RECORDS PROVIDED.
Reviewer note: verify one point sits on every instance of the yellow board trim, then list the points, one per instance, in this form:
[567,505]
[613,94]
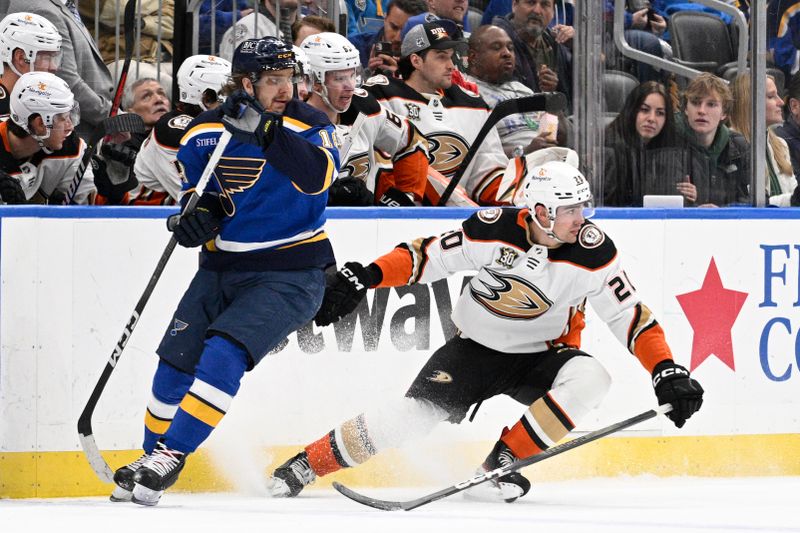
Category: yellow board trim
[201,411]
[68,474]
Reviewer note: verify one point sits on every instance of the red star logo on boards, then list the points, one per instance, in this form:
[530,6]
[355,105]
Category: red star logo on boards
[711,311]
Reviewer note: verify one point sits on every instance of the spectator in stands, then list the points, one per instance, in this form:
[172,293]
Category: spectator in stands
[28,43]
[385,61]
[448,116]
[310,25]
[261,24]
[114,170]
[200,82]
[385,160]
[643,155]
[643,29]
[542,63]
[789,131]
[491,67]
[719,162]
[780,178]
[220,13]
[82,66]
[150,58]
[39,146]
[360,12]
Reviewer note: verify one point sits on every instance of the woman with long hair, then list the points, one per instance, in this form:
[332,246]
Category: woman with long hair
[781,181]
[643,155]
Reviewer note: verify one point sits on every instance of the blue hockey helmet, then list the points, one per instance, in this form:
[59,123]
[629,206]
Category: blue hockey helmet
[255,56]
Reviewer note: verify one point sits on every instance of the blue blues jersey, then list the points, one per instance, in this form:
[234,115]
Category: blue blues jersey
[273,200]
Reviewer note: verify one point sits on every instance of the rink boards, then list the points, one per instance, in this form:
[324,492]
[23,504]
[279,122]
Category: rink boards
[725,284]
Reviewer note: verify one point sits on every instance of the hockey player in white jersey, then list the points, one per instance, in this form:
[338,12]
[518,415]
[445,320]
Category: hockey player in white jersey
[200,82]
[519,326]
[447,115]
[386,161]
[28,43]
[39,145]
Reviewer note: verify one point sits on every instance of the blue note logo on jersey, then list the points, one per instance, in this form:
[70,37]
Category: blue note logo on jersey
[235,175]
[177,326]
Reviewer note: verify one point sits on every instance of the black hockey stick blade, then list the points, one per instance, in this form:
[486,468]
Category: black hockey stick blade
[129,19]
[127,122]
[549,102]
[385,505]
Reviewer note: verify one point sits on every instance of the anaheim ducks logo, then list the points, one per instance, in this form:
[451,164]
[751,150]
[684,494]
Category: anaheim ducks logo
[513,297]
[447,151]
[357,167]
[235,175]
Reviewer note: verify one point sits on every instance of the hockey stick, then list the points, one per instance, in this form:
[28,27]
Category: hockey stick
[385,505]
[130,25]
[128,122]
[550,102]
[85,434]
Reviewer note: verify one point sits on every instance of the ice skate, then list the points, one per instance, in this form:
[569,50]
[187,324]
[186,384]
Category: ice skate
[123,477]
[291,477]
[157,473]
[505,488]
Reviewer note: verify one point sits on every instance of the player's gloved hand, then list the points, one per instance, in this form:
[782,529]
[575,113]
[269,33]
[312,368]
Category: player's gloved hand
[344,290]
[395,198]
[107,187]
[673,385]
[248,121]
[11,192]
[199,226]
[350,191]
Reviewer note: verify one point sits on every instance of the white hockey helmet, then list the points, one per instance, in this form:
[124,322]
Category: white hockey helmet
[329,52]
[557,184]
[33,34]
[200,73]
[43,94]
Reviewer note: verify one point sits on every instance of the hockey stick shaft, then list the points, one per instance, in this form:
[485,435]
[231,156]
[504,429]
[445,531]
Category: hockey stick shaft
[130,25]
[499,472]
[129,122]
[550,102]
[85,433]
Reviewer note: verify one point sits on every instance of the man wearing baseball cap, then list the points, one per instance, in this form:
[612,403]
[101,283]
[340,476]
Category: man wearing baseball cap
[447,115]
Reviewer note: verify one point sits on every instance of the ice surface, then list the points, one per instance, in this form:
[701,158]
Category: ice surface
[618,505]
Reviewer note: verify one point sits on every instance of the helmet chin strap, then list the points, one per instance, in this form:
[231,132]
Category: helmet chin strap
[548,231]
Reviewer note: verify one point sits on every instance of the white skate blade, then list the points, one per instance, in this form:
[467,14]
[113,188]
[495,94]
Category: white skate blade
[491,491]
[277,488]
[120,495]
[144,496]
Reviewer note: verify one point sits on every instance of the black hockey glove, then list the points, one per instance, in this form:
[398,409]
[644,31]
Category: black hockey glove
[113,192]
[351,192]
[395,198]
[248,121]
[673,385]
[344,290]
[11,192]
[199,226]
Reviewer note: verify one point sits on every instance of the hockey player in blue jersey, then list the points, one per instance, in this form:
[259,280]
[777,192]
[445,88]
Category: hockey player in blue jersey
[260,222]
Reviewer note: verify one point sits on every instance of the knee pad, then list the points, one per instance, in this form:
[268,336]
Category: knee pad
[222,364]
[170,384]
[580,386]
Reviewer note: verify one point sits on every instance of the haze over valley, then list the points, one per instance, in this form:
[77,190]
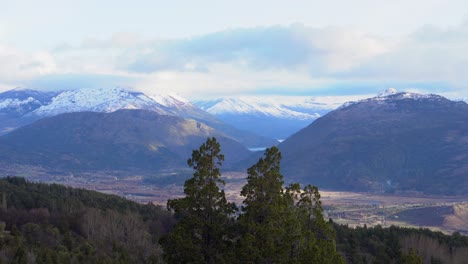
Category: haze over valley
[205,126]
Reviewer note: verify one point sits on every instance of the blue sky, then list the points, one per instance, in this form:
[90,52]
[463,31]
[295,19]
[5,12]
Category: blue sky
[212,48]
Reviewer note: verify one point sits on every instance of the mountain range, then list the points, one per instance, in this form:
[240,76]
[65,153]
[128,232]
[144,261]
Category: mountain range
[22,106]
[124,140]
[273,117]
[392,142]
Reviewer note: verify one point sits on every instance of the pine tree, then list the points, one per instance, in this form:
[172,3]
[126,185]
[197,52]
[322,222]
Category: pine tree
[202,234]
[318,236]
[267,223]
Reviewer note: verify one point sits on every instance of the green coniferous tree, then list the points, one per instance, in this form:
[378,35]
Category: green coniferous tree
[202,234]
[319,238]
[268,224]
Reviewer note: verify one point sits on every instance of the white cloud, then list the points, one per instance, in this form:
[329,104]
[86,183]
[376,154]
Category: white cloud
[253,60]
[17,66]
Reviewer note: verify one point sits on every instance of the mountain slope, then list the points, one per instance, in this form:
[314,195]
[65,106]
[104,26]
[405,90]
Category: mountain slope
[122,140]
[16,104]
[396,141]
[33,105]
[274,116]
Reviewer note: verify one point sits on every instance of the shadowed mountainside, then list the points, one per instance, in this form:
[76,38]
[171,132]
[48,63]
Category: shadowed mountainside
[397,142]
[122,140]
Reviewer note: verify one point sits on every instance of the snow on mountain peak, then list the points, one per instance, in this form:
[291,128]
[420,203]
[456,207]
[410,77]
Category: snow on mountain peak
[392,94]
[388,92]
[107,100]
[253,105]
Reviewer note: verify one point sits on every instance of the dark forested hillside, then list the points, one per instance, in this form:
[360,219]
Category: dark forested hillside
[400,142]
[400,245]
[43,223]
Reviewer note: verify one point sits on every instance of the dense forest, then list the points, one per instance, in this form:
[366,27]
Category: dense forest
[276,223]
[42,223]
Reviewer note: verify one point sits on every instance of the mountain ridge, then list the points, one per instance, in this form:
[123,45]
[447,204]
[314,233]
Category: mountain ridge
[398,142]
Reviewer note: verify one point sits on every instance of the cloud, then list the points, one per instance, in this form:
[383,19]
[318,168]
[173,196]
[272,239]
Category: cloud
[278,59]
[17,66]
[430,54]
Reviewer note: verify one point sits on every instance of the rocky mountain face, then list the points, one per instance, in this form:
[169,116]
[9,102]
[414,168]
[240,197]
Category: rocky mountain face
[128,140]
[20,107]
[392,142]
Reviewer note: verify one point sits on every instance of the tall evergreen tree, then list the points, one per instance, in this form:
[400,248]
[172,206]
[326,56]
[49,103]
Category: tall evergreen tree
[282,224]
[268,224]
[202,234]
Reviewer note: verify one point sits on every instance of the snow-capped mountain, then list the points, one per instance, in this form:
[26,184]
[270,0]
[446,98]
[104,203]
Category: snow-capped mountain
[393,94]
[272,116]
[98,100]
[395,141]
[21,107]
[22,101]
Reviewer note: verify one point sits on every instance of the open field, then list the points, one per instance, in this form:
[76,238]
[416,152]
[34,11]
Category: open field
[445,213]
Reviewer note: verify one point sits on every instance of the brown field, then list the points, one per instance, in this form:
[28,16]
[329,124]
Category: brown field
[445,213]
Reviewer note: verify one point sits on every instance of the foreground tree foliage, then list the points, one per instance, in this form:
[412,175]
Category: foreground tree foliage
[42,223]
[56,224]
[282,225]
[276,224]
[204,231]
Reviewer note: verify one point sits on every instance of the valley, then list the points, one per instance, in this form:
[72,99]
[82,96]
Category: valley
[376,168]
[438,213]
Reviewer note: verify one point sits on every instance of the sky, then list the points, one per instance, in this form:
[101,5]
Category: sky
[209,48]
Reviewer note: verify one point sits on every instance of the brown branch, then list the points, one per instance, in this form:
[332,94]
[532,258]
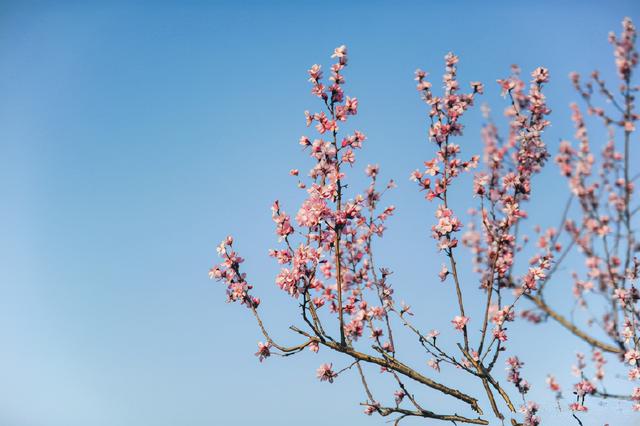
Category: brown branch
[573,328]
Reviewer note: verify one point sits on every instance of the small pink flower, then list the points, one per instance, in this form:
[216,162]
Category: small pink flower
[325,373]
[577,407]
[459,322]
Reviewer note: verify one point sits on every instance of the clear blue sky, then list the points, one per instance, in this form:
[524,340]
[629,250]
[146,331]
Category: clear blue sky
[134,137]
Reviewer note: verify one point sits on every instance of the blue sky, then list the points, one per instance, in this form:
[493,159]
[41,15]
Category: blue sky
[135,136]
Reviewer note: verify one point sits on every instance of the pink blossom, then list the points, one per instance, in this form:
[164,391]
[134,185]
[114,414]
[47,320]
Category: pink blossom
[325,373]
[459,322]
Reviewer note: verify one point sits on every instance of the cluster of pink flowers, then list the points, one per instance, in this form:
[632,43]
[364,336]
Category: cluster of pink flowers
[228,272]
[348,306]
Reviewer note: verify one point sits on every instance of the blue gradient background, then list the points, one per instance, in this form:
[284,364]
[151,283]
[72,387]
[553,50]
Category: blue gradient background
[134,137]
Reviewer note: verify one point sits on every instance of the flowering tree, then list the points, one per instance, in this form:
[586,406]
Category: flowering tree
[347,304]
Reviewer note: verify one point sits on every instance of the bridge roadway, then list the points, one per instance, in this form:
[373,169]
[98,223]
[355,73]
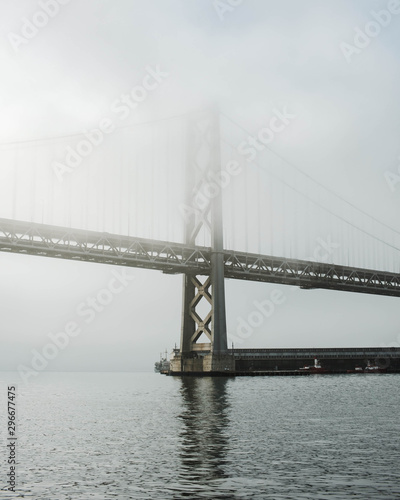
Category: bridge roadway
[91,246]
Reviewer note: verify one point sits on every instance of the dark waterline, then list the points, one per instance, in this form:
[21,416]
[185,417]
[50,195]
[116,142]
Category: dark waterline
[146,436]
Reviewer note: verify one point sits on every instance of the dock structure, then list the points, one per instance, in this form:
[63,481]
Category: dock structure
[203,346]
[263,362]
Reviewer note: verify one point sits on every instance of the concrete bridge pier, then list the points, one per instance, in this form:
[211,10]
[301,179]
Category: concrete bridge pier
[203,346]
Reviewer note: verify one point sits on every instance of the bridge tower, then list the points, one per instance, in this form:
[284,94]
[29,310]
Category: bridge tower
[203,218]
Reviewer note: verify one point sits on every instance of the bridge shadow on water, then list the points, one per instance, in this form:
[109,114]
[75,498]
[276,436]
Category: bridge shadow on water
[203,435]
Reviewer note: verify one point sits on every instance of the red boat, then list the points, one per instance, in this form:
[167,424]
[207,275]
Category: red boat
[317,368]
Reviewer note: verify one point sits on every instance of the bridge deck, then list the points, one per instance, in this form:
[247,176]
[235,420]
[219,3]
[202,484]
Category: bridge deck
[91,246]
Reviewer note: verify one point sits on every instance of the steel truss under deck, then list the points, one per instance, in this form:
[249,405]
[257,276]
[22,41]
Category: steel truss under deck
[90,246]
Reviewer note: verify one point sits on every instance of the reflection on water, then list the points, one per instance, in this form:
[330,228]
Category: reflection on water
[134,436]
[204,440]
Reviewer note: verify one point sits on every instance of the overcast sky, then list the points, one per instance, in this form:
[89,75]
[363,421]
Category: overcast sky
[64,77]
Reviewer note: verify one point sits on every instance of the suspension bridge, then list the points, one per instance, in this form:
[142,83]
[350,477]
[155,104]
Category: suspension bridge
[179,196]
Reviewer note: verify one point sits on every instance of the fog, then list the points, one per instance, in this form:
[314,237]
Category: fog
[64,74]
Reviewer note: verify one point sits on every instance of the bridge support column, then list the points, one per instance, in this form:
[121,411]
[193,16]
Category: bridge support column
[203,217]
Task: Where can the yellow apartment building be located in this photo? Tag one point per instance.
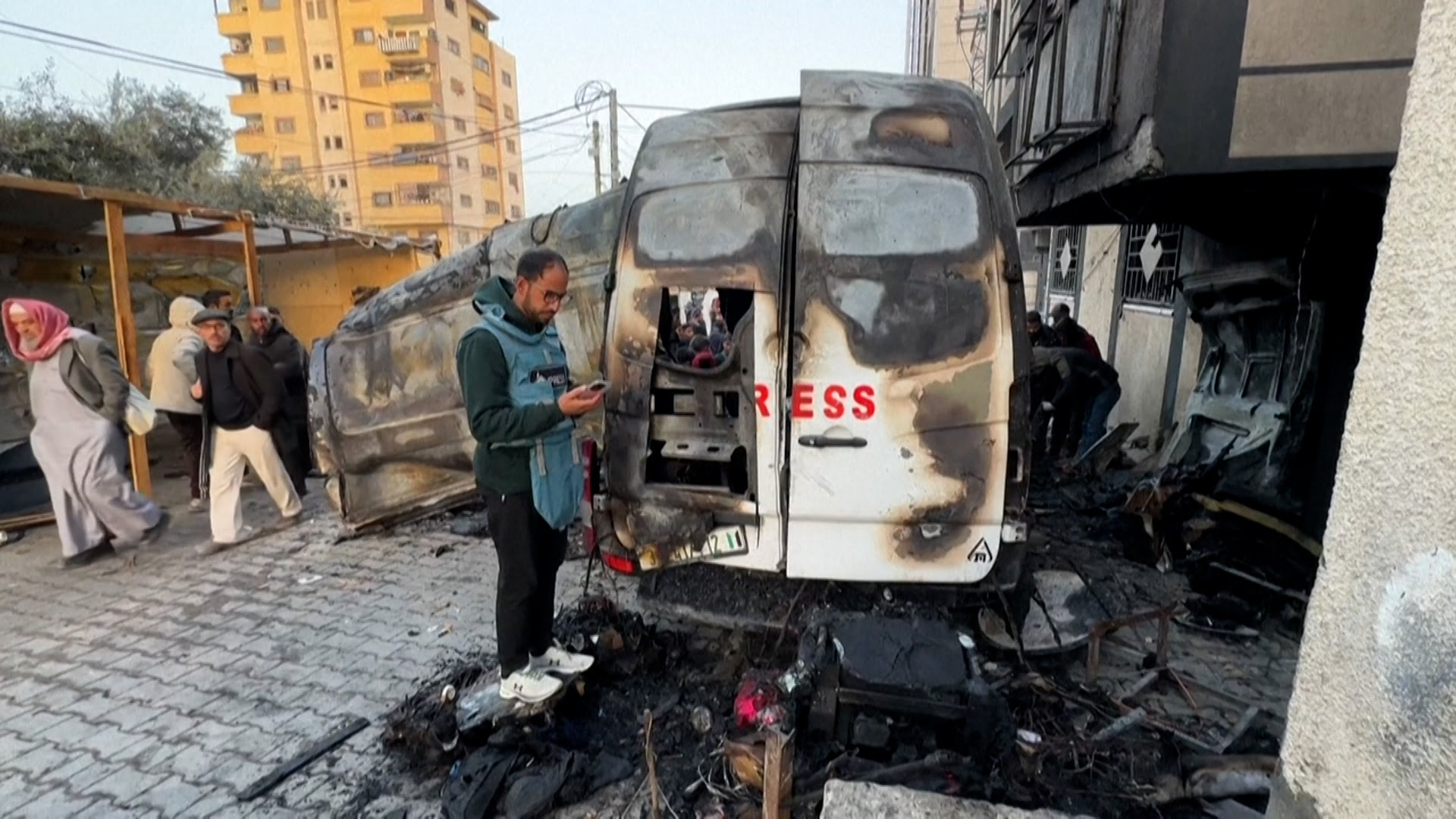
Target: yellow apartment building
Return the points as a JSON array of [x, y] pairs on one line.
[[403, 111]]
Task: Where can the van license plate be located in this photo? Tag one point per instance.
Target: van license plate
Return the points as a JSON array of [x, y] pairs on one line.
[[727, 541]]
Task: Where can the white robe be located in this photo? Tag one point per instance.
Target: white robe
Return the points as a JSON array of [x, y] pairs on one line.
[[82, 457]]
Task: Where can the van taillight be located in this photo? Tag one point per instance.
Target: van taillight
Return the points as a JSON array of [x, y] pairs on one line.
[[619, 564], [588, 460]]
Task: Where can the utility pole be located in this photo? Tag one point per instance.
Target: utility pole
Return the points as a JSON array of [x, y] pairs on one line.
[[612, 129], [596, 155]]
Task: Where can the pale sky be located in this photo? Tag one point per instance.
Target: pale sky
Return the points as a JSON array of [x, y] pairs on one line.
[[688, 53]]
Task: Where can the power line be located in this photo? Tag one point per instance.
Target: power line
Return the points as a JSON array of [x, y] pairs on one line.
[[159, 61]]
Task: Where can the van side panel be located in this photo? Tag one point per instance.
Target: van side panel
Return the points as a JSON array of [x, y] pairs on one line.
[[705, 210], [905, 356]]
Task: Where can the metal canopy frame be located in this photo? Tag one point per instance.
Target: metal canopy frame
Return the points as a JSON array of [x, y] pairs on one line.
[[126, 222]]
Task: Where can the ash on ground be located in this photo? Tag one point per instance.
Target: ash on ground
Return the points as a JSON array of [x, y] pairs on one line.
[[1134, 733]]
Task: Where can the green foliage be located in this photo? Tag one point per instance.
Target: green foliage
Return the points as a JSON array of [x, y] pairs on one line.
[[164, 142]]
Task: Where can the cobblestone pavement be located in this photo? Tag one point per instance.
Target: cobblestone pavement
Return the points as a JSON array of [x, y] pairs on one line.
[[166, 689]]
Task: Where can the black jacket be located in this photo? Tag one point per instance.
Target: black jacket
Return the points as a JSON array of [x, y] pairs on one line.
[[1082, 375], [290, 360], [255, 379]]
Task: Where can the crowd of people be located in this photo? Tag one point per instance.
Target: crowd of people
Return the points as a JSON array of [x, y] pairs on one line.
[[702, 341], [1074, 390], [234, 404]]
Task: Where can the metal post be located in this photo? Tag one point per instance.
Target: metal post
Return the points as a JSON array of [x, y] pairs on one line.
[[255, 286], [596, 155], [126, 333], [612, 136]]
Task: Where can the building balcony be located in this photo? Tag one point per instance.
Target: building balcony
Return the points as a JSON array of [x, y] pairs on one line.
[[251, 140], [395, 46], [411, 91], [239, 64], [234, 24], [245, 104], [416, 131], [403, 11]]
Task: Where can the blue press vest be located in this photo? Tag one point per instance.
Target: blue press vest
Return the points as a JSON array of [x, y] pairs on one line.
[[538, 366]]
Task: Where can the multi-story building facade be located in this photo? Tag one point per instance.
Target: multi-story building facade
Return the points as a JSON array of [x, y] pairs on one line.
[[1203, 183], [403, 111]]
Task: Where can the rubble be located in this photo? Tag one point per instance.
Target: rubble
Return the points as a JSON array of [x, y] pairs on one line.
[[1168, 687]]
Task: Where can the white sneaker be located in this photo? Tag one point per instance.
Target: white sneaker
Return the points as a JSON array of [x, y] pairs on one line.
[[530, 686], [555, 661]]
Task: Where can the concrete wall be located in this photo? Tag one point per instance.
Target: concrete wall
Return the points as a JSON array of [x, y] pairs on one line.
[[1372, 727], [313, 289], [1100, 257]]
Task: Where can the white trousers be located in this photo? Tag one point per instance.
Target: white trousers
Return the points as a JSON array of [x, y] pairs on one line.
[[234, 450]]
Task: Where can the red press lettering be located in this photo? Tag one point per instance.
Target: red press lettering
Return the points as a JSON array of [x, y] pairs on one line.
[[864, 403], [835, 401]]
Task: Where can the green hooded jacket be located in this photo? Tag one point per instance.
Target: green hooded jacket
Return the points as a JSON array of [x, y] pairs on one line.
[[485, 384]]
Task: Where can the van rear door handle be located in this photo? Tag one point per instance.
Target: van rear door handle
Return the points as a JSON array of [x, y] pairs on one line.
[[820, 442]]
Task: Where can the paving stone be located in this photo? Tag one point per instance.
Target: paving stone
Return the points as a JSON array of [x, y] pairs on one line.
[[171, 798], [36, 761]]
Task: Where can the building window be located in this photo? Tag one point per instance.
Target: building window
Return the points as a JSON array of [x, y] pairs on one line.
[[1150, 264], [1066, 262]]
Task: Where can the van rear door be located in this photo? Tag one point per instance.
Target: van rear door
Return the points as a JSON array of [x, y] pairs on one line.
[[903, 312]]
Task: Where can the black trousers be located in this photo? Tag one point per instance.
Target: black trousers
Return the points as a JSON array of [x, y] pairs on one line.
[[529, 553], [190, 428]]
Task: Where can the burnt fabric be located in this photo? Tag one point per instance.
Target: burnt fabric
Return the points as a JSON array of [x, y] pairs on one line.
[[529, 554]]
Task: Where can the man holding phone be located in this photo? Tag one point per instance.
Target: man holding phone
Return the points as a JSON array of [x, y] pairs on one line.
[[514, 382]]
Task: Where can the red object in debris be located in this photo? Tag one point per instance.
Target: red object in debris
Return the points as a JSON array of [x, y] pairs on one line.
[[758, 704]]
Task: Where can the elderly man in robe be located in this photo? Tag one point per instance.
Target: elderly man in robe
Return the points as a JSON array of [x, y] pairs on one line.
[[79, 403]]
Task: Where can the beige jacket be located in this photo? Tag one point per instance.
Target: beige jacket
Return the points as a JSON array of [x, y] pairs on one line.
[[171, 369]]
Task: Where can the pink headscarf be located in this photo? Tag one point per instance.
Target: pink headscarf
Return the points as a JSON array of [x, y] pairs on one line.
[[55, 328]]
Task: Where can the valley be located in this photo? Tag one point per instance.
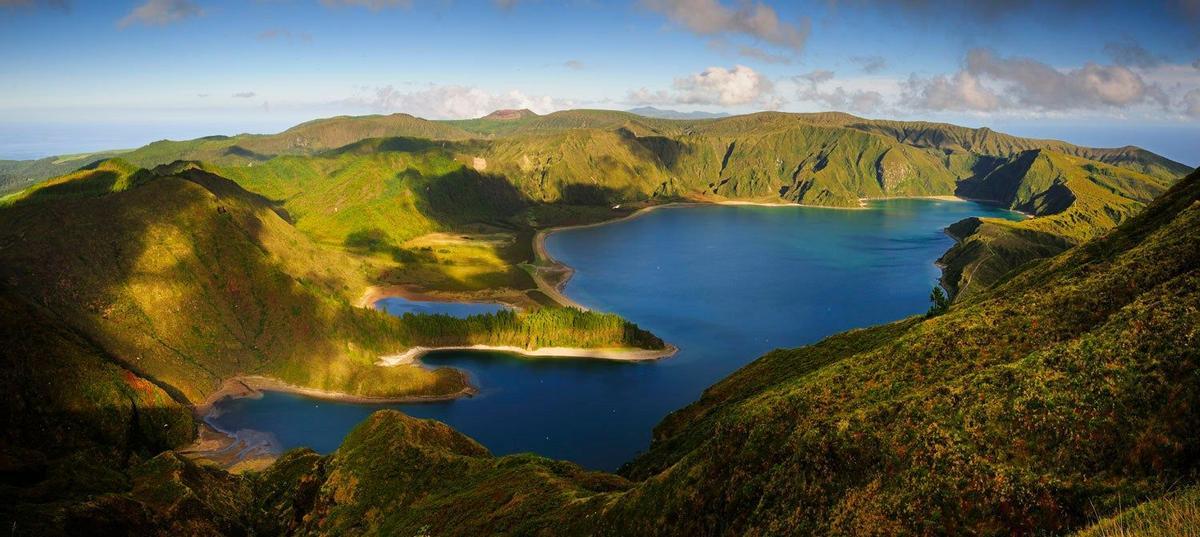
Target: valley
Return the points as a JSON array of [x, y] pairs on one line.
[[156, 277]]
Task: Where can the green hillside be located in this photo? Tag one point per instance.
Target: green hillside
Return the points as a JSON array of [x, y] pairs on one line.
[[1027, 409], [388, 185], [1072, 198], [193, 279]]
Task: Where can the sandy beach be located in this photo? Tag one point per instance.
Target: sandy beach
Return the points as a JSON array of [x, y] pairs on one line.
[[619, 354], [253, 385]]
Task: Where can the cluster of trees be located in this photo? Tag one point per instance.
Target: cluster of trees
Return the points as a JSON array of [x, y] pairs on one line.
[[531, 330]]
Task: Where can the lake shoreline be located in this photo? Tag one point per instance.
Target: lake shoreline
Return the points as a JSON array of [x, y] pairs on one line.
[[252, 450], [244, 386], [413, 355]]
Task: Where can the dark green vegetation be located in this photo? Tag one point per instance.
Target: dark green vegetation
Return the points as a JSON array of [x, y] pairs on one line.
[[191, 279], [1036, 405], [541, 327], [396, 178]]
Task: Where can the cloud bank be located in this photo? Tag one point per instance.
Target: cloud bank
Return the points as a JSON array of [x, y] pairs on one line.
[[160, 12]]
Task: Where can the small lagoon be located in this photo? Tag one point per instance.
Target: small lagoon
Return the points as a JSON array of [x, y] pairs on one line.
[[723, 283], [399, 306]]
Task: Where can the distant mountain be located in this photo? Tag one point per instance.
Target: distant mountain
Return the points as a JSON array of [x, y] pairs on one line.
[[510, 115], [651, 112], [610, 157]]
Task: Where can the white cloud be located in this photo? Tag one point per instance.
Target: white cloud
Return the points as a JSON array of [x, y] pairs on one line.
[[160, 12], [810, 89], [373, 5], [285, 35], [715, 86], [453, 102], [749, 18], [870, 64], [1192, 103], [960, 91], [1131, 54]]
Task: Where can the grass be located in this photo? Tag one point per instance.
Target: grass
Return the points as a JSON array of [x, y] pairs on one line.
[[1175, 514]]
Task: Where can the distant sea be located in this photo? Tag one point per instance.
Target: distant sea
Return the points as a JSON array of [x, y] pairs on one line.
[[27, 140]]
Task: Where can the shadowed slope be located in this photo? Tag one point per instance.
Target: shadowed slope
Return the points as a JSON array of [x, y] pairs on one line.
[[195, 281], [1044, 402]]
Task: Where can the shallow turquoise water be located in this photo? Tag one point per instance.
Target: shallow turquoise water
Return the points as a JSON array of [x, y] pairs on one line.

WHAT YOU WILL DO.
Pull out every line of the records above that contains the word "press".

RESULT OF THE TASK.
Task: Where can the blue press vest be located in this photo? Tag one point per instance.
Target: blue press vest
Task: Where can the red press lettering be located in this photo? Tag one point per instance.
Target: red press lettering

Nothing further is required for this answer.